* [GIVEN PASSAGE]:

▼

The communication characteristics preferably comprise at least one of a level and a phase of the RFID signal. The level, for example the RSSI (Received Signal Strength Indicator), mainly depends on the given distance between the RFID apparatus and the reference transponder as well as the relative orientation, but also strongly on which materials the RFID signal has to penetrate. There is thus a clear difference depending on whether or not an object like a transport box is located between antenna and reference transponder. The phase or the phase angle of the RFID response with respect to the RFID transmission signal also changes by the objects located on the signal path. Both parameters level and phase can be used individually or in combination.
The control and evaluation unit preferably is configured for a teach-in of the reference transponders and their positions. This takes place before the actual operation, or when the shelf is reconfigured. On the reference transponders, their position information is stored for example in the form of a shelf-specific identification such as a compartment number. Then, a detection of all readable RFID transponders (inventory) and a subsequent inquiry of the respective shelf-specific identification are sufficient. Preferably, the reference transponders also store information that they are reference transponders. Then, a corresponding filter can be set for the query, and only reference transponders will respond. The shelf does not even have to be cleared of objects with other RFID transponders for the teach-in.
The control and evaluation unit preferably is configured to store communication characteristics of the reference transponders as a reference for changes. The communication characteristics change with the shelf occupancy and can also be changed by external factors, such as objects next to the shelf. Therefore, they are preferably not only detected and stored as a reference once during initialization, but for example cyclically. Another possibility is to store those communication characteristics as a reference which are detected during a change of the RFID transponder population.
The control and evaluation unit preferably is configured to maintain a list of the detectable RFID transponder population. The RFID device thus has a list of all readable RFID transponders which is updated cyclically or event-based. In this way, changes can be detected that trigger a localization.
The control and evaluation unit preferably is configured to localize the RFID transponder which was removed or added based on the position of the reference transponder whose communication characteristics have changed most. It is conceivable that upon inserting or removing an object the communication to a plurality of reference transponders is changed, and in this case the largest change is assumed to be the relevant one. There are possibly large changes for neighboring reference transponders, and in that case the RFID transponder to be localized is assumed to be located between these reference transponders, possibly with a weighting based on the changes. Minor changes in the communication behavior of reference transponders can be ignored by a kind of noise threshold.

▲

* [PROBLEM TO WORK ON]:
Decide whether each statement agrees with the RFID localization text, answering yes or no and quoting the text's deciding words: 1. The shelf must be cleared of objects carrying other RFID transponders before the teach-in. 2. Reference communication characteristics may be stored repeatedly, not only once at initialization. 3. Small changes in how reference transponders communicate can be ignored by means of a threshold. The items have no role here.

* [DATASET ENTRIES]:

▼

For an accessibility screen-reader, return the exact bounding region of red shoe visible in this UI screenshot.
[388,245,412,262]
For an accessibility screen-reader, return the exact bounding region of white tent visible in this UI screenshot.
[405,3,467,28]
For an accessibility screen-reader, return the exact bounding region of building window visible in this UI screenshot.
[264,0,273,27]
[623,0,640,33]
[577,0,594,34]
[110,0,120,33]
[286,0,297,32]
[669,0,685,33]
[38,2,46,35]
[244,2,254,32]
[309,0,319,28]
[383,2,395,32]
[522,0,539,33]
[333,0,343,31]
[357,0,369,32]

▲
▼

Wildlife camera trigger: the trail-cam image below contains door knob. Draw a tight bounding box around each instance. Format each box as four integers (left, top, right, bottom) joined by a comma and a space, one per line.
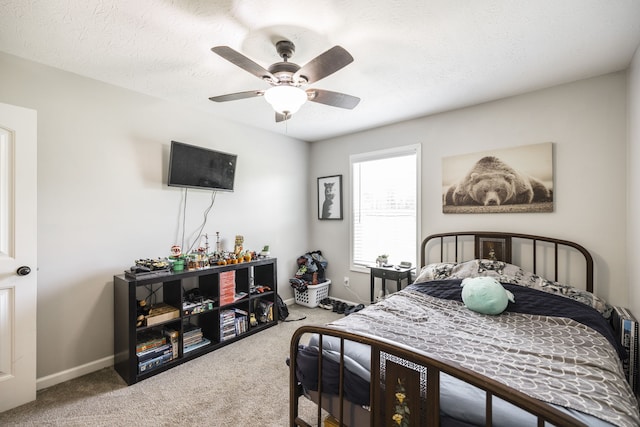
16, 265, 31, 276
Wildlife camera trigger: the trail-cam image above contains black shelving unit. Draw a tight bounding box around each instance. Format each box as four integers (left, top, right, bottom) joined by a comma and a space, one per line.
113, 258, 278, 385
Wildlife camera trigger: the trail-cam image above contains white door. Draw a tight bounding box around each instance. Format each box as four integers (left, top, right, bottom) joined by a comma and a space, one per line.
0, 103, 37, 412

▲
▼

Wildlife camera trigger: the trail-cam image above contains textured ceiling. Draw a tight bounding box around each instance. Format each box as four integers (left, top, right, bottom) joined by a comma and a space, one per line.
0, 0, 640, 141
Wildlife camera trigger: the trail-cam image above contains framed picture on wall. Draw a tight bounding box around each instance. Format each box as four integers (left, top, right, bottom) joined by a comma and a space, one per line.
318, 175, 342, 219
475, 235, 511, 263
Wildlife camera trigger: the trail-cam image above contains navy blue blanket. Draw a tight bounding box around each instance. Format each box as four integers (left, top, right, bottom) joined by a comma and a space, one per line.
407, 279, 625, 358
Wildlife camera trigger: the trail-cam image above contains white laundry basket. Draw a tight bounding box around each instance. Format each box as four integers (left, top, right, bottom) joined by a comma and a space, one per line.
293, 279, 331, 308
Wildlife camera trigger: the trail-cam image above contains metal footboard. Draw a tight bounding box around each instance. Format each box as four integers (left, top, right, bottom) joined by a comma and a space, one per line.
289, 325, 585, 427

▲

* [EXERCISE SOLUTION]:
1. No: "The shelf does not even have to be cleared of objects with other RFID transponders for the teach-in."
2. Yes: "they are preferably not only detected and stored as a reference once during initialization, but for example cyclically."
3. Yes: "Minor changes in the communication behavior of reference transponders can be ignored by a kind of noise threshold."